- TEXT EXCERPT:
++++++
- Born: 1969 Goheung
- Education: Chung-Ang University
- Occupation: Novelist
- Writing career
- Language: Korean

Korean name
- Hangul: 전성태
- Hanja: 全成太
- RR: Jeon Seongtae
- MR: Chŏn Sŏngt'ae

= Jeon Sungtae =

South Korean writer (born 1969)

Jeon Sungtae is a South Korean writer.

South Korea’s 1980s was a time when university students were on the frontlines of political activism, which later contributed to the growth of various civil movements. To categorize the political lines of liberal university students of the 1980s, There was the PD (People Democracy), which focused on labor movements based on Marxist ideologies, and the NL (National Liberty), which thought the most important thing was reunification based on their studies of North Korea’s Juche ideology. Jeon Sungtae is a writer who thinks that the contradiction of South Korean society arises from the special nature of being a divided nation. Therefore, the various characters in Jeon Sungtae’s fiction agonize over the tragic situation of war and division between North and South Korea, while at the same time also suffering from the oppressive reality that such conditions give rise to.

== Life ==

Jeon Sungtae was born in 1969 in Goheung County, Jeollanam-do Province, South Korea. His birthplace was a countryside town in Goheung, Jeollanamdo consisting of 20 households. Having grown up here, his memories from his youth became a very important foundation in forming his literary mindset that is slightly antiquated and humorous. Jeon Sungtae has said that "at the time of my literary debut, the popular trends were of the X generation, and the Orange Tribe. Writers of my age were writing about cultural experiences like the Sampoong Department Store and Seo Taiji. So I had a complex about the fact that I wrote stories about country boys who dig holes for fun and catch frogs to sell. I felt a bit intimidated among all these writers armed with urban sensibilities, like a lone grain of black rice among all the white rice." Later, Jeon Sungtae studied creative writing at Chung-Ang University, and began his literary career when he was awarded the Silcheon Munhak New Writer’s Award in 1994.

His published works include the short story collections Dubeonui jahwasang (두번의 자화상 The Second Self-Portrait), Wolves (늑대), Kukkyeongeul neomneun il (국경을 넘는 일 Over The Border), and Maehyang (매향 Burying Incense); the novel Yeoja ibalsa (여자 이발사 The Female Barber); and the book of essays Sungtae, Mangtae, Buri Bungtae (성태 망태 부리 붕태). He has also written a book of reportage Gileseo mannan sesang (길에서 만난 세상 The World I Met On the Road), and children’s books Gutenbereukeu (구텐베르크 Gutenberg) and Janghwahongryeonjeon (장화홍련전 The Story of Janghwa and Hongryeon). Later he won the Sin Dong-yup Prize for Literature, the Mu-young Literature Prize, the Chae Man-sik Literary Award, the Oh Yeongsu Literary Award, the Hyundae Literary Award, the Lee Hyo-seok Literary Award, and the Hankook Ilbo Literary Award.
++++++
[Dataset items]
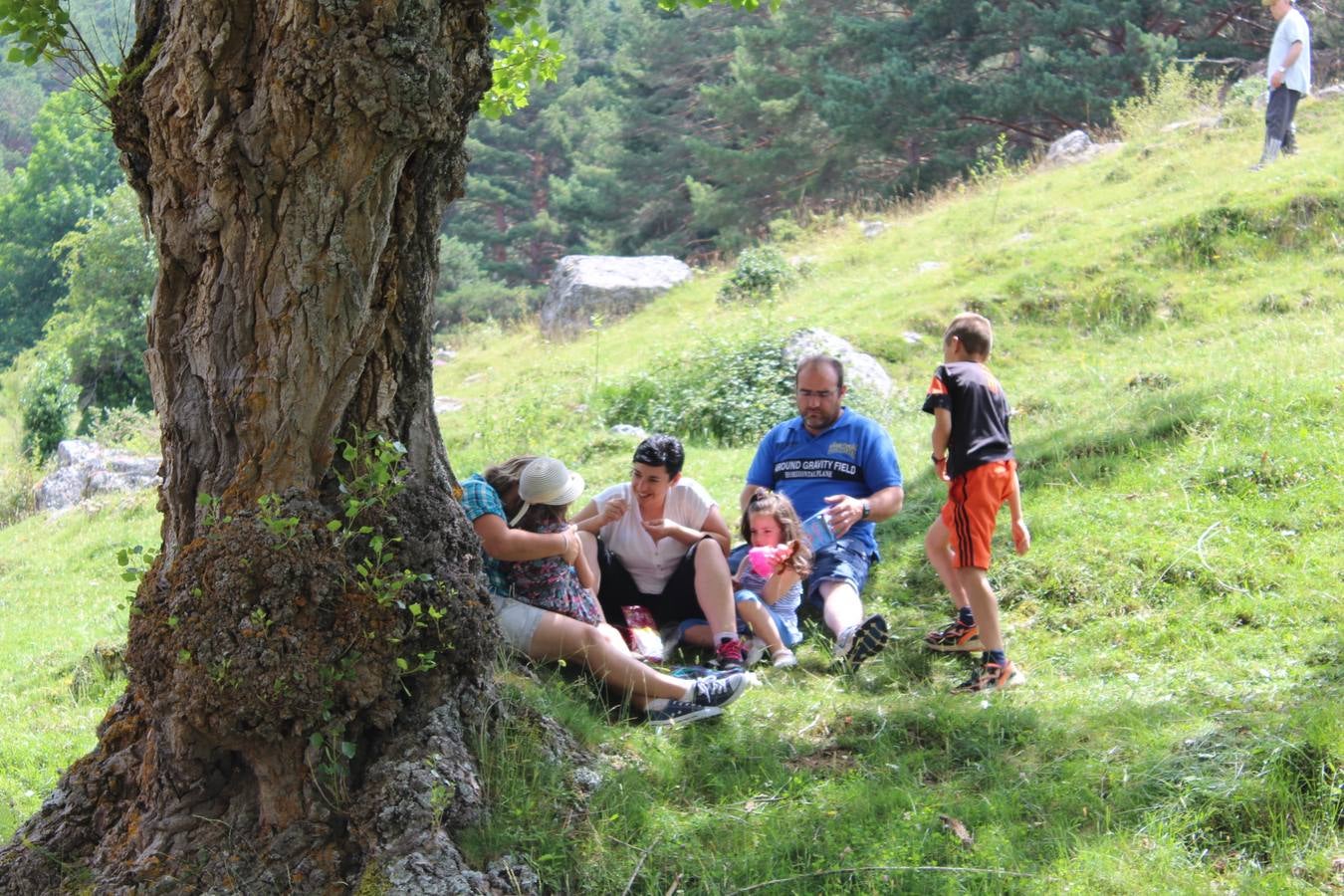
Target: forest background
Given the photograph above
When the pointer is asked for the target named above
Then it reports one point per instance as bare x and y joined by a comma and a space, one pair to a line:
656, 138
++++++
- REQUIRED TASKS:
- 1) Name every literary award that the article on Jeon Sungtae says he received.
- 2) Extend the article on Jeon Sungtae by writing what comes after its final sentence.
The dataset items have nothing to do with what comes next.

- ANSWERS TO EACH TASK:
- 1)
- Silcheon Munhak New Writer's Award
- Sin Dong-yup Prize for Literature
- Mu-young Literature Prize
- Chae Man-sik Literary Award
- Oh Yeongsu Literary Award
- Hyundae Literary Award
- Lee Hyo-seok Literary Award
- Hankook Ilbo Literary Award

- 2)
== Writing ==

When evaluating Jeon Sungtae, what is commonly discussed is that he is a rich storyteller who has inherited the narrative tradition of Korea. That is why he is considered as a writer who joins the line of authors Kim Yujung, Chae Man-sik, Lee Mun Ku, and Hwang Sok-yong. However, aside from his appeal as a talented storyteller, another strength of his that is important is his ability to tell a story about social issues at personal levels in detail. Jeon Sungtae, who debuted in 1994 with winning the Silcheon Munhak New Writer’s Award, he has described his interests for fiction as following: "When I was in university, I did creative work in groups, and started writing for the idea that this was something I’d do for the rest of my life. When I had just turned 30, I was also the secretary general of the Association of Writers for National Literature. But when socialism failed, I began to question about ‘whether our problems of desire are going to be resolved if we achieve a society that we want’. And after that my writing became more flexible". Roughly explained, Jeon Sungtae’s first and second collections, Maehyang (매향 Burying Incense), and Kukkyeongeul neomneun il (국경을 넘는 일 Over The Border) were stories that he formed from doubts and questions regarding the process of practicing social activism. However, after his third collection Wolves (늑대), it can be said that his subject matter was expanded to the problem of desire coming from capitalism.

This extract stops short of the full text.